Tarea A -
Del texto sobre la crisis rusa de los años 90, convierte en una lista breve el párrafo que empieza con «Parte de este cuadro fue». Conserva sus datos principales.
Tarea B -
Prosigue el texto sobre la crisis rusa de los años 90 a partir de su última frase.

Extracto del documento -
- - -
Analistas hablaban de una inevitable crisis de transformación, ineludible cuando se reemplaza un sistema por otro. Sin embargo, los pesimistas ya veían síntomas de la disolución definitiva del Estado, y existían indicios que parecían apoyar esta tesis: en la década de los 90 el Producto Interno Bruto se redujo durante seis años consecutivos, resultando una caída acumulada de más que 40%, lo que llevó a la destrucción definitiva de una parte del aparato productivo. Como consecuencia, hasta 30 millones de personas (según estimaciones de la Organización Internacional de Trabajo) quedaron desempleadas y un tercio de las familias cayó por debajo del umbral de pobreza. Desesperación, empobrecimiento y embrutecimiento de las interacciones sociales caracterizaron largos tramos de esa década.
Parte de este cuadro fue que la inflación alcanzó valores récord. En 1992 se registró un aumento de los precios del 2 500 % y en los años siguientes los incrementos se mantuvieron en tres dígitos. La consecuencia de los desequilibrios económicos produjo un desabastecimiento de tal magnitud que el país tuvo que aceptar ayuda alimentaria de países occidentales. Cuando la economía empezó a recuperarse, tímidamente, estalló en 1998 una crisis financiera causada en parte por el descenso del precio del crudo en los mercados internacionales. La situación era tan grave que Rusia tuvo que suspender el servicio de la deuda externa, lo que eliminó el crédito externo como fuente de financiamiento. En suma, los años 90 pasaron a los anales como década caótica, marcada por trastornos, desequilibrios y escaseces.
Yeltsin y su gente creían que la causa principal de la crisis era el enfoque reformista de Gorbachov que, según ellos, no pudo funcionar porque se trató de una transformación a medias, demasiado tímida e inconsecuente. Esa posición la compartieron varios colaboradores de Gorbachov, entre ellos Stanislav Shatalin, el arquitecto de su programa económico.
- - -
Datos -
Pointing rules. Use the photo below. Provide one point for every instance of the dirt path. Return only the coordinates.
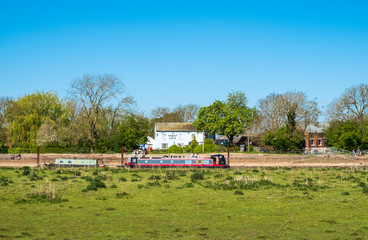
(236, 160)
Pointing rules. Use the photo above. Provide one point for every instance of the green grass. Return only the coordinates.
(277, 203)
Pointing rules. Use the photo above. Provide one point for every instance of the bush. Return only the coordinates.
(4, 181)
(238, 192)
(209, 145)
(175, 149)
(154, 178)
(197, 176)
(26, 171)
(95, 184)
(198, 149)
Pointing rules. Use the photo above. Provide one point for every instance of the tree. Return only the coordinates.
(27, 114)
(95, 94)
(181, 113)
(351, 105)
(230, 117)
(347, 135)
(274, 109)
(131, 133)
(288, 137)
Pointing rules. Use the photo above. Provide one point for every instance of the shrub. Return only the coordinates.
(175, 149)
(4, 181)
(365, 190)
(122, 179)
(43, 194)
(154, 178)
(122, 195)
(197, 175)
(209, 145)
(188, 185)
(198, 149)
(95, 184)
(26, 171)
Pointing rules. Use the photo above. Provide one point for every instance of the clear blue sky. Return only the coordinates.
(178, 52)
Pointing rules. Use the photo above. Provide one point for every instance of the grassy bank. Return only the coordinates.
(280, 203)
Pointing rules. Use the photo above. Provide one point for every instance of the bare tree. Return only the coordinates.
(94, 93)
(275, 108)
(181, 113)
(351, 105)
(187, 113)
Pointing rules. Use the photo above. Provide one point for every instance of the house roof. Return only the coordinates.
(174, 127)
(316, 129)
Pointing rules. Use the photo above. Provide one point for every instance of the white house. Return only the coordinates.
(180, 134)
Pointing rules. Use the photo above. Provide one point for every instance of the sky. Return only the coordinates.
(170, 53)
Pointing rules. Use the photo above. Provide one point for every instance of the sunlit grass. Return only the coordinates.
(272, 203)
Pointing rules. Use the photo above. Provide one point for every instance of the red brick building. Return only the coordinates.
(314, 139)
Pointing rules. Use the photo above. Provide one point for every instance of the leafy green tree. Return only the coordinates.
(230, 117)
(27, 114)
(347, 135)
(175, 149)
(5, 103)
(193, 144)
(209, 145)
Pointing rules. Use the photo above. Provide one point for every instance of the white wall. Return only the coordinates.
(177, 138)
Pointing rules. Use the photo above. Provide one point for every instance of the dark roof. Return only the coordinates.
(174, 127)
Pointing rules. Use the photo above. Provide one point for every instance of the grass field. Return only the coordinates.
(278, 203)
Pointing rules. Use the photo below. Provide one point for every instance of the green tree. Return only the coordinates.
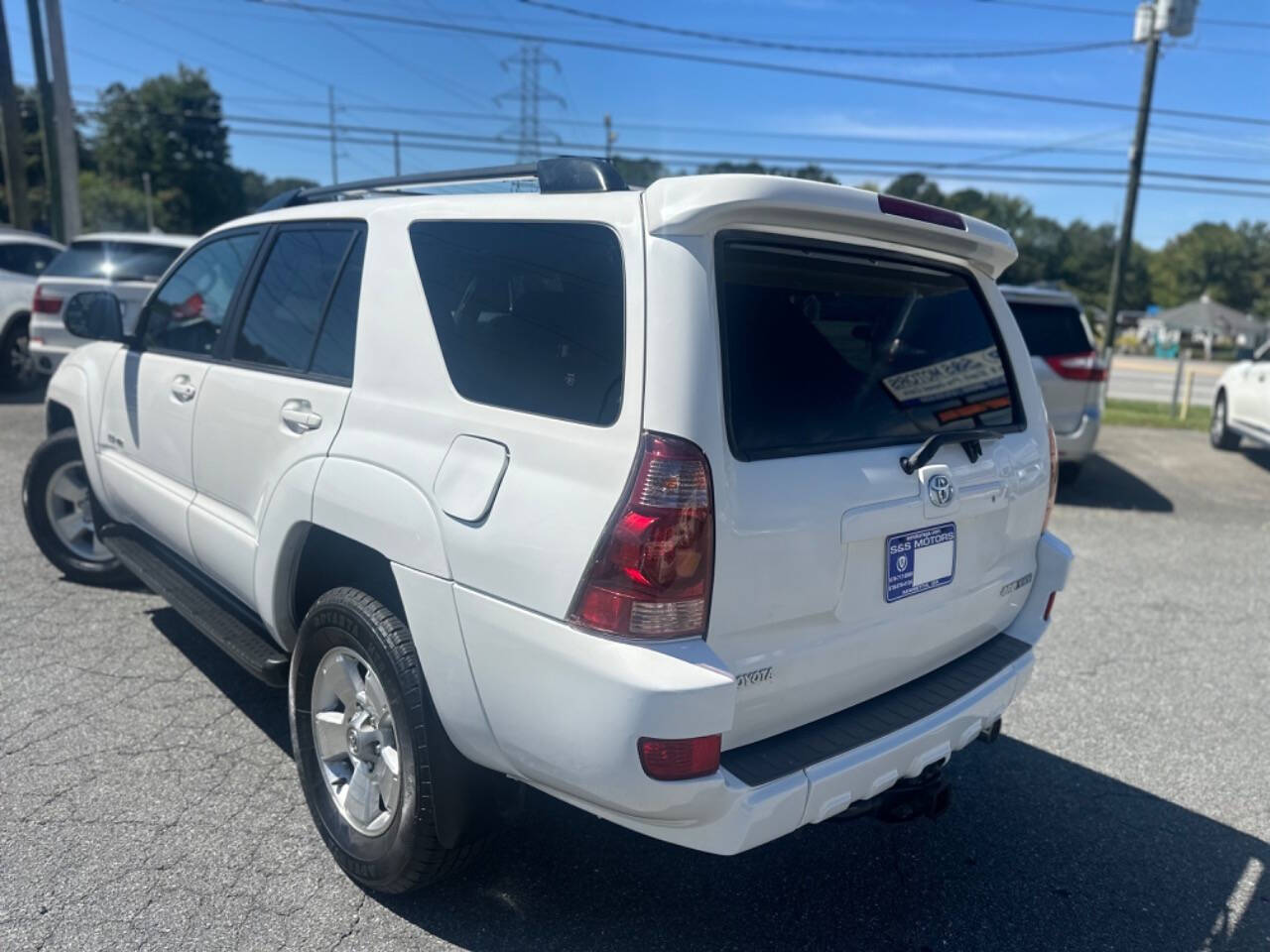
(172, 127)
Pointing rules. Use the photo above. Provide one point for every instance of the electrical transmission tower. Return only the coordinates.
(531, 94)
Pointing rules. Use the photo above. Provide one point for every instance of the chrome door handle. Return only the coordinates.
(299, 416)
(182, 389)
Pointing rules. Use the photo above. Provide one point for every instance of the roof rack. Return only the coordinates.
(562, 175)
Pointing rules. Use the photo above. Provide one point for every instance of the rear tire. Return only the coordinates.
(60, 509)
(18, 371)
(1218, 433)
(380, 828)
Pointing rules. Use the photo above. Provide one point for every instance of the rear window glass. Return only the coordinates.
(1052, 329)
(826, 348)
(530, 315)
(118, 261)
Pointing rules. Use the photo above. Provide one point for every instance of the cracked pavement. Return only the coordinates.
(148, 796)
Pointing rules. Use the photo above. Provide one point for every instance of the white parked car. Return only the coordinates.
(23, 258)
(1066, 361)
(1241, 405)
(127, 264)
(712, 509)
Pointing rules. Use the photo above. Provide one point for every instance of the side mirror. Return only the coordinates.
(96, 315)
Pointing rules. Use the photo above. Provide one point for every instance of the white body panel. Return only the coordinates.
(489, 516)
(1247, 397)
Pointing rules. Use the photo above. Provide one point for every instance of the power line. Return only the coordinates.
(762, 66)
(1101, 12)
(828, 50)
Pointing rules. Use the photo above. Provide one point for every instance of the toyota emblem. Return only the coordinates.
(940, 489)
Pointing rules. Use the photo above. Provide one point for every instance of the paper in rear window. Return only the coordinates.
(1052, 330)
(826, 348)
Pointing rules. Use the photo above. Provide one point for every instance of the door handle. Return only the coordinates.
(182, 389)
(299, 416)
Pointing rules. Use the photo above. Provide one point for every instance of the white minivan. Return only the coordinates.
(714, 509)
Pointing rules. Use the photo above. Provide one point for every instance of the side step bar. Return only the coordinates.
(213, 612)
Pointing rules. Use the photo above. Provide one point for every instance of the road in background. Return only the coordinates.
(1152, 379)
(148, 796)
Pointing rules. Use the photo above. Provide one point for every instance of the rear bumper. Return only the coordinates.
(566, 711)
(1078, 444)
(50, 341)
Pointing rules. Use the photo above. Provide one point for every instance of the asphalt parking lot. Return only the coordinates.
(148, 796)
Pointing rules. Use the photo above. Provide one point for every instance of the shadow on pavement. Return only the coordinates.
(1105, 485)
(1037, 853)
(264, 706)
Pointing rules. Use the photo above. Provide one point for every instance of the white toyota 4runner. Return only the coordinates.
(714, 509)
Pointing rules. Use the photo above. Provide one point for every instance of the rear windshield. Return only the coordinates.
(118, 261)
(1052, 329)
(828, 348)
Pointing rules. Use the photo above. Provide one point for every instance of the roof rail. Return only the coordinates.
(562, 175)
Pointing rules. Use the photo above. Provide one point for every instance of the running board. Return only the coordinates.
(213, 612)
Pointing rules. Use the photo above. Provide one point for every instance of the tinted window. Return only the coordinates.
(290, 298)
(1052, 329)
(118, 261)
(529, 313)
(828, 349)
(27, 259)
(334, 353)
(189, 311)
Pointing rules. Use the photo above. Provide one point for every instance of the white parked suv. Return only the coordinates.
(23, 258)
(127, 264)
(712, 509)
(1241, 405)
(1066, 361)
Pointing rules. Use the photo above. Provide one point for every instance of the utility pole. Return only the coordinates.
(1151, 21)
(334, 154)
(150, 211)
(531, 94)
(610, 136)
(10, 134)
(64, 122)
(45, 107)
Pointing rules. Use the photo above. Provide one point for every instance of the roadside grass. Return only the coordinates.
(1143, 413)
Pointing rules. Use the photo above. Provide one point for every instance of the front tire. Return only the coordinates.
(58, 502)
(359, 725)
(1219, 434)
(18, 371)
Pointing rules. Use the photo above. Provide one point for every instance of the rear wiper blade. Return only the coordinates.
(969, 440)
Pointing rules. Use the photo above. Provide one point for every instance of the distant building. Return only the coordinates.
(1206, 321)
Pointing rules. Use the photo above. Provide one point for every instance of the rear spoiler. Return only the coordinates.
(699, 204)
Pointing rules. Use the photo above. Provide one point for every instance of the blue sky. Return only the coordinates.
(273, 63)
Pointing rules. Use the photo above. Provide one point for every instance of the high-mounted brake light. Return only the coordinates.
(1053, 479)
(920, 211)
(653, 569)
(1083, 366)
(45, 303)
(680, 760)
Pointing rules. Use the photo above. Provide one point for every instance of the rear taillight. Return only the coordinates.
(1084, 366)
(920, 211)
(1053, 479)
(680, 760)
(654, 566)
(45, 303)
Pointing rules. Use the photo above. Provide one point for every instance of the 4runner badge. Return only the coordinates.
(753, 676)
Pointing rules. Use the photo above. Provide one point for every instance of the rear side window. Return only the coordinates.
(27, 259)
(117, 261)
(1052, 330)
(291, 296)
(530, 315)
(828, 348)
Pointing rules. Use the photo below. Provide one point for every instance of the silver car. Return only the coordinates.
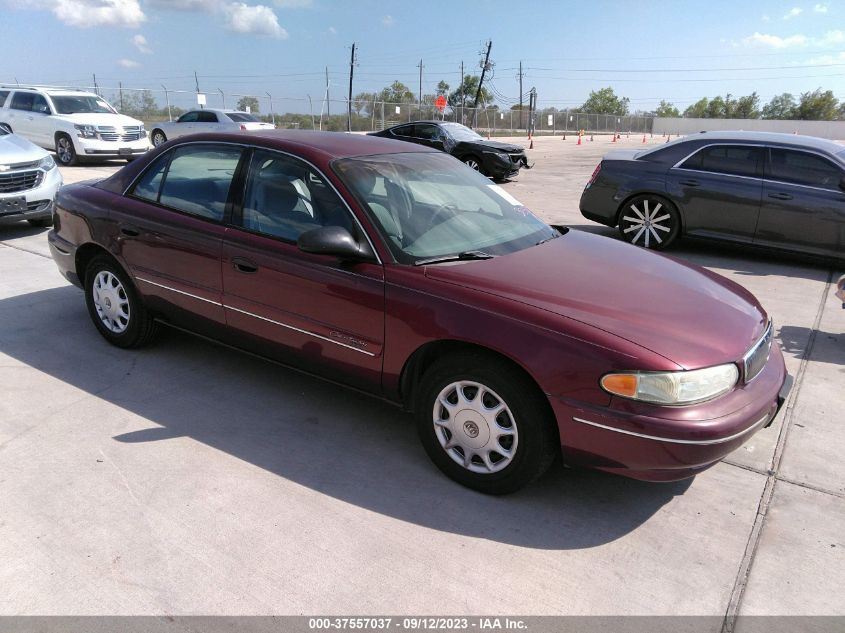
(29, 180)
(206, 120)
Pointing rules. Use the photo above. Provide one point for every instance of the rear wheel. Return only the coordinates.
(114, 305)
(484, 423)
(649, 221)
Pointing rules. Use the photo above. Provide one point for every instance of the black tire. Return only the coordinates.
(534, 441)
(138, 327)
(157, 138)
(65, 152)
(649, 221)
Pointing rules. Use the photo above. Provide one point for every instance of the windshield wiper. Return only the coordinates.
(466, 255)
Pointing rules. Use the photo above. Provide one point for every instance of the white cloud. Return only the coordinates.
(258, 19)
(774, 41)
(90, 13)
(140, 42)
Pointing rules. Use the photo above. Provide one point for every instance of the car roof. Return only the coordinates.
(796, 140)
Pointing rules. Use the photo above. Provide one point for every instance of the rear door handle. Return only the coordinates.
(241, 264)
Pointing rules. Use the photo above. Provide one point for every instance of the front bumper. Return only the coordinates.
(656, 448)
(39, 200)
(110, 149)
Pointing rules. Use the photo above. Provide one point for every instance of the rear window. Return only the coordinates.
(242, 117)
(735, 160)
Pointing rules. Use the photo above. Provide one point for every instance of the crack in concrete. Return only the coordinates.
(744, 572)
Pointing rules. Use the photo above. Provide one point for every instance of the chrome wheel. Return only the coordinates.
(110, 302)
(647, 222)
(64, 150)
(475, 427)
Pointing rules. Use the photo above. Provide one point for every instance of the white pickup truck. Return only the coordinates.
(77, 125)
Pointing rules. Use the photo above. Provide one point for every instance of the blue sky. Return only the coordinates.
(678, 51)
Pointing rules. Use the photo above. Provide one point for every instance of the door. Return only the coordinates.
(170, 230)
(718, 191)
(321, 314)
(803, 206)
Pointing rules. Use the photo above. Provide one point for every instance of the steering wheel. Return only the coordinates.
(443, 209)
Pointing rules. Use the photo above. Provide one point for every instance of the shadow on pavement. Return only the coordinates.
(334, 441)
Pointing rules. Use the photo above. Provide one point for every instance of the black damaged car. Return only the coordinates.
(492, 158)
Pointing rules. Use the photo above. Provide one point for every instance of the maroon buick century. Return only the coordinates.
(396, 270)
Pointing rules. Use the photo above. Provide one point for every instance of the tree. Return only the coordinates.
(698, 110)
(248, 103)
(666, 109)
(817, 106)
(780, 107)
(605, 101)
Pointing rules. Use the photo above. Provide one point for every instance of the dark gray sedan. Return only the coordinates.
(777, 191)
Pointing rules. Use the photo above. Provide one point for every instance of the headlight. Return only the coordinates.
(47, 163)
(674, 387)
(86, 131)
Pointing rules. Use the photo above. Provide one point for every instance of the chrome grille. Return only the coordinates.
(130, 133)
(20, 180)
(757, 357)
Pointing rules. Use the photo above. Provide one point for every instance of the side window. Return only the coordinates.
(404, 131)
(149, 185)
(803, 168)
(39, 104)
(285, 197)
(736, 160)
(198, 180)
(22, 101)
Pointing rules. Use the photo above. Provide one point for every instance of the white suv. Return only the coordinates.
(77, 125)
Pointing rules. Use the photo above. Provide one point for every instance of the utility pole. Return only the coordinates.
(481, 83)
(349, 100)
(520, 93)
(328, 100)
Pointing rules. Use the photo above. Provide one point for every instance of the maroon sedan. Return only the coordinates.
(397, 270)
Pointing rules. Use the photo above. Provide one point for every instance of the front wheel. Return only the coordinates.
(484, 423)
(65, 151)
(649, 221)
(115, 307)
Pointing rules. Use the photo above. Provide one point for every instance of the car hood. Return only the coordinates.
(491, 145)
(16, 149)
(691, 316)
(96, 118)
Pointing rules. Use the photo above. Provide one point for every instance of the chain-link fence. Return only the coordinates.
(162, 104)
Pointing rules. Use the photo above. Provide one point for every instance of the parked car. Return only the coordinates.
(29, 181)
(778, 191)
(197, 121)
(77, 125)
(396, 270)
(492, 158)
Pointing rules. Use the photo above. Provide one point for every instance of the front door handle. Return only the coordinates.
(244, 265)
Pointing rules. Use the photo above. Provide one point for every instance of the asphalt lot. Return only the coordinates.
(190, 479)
- - -
Tu respuesta A -
- La inflación alcanzó valores récord: un 2 500 % en 1992 y aumentos de tres dígitos en los años siguientes.
- Los desequilibrios económicos provocaron un desabastecimiento tan grande que el país aceptó ayuda alimentaria de países occidentales.
- En 1998, cuando la economía empezaba a recuperarse, estalló una crisis financiera. Una de sus causas fue la caída del precio del crudo en los mercados internacionales.
- Rusia suspendió el servicio de la deuda externa y perdió así el crédito externo como fuente de financiamiento.
- Los años 90 quedaron como una década caótica, marcada por trastornos, desequilibrios y escaseces.

Tu respuesta B -
b) Programa de choque
A principios de 1992, pocas semanas después de la disolución de la Unión Soviética, Yeltsin, a través del primer ministro Yegor Gaidar y de su adjunto Anatoly Chubais, lanzaron un programa económico de choque, para acelerar al máximo la transformación. Una de las medidas claves, en cuya elaboración habían participado asesores norteamericanos, era la promulgación de un decreto a través del cual liberaron 80% de los precios de los bienes de capital y un 90% de los precios de los bienes de consumo, lo que por lo pronto desencadenó un fuerte aumento de la inflación y una ola de bancarrotas.
Al mismo tiempo, Yeltsin y sus colaboradores – varios de ellos auténticos neoliberales – se apresuraron a impulsar la privatización, esperando que los nuevos propietarios iban a respaldar al presidente. En poco más que dos años se llegó a privatizar 70% de las pequeñas empresas y a transformar en sociedades anónimas 80% de las 25 000 empresas de la lista de empresas grandes y medianas privatizables. Se esperaba que así surgiera una capa amplia de propietarios emprendedores, capaces de realizar los ajustes necesarios en la economía y de devolver el país rápidamente a la senda del crecimiento.
No obstante, había un problema de fondo. Si bien una gran parte de los 150 millones de ciudadanos rusos había recibido un bono de privatización por 10 000 rublos, que debían canjear en acciones de empresas, muy pocos lo hicieron. La situación económica de la gente era tan mala que casi todos vendieron sus bonos al próximo acopiador del mercado negro. Muchos de estos últimos trabajaban para gerentes de empresas estatales, que querían apoderarse de “sus” firmas, o para especuladores o bien para una de las muchas redes criminales.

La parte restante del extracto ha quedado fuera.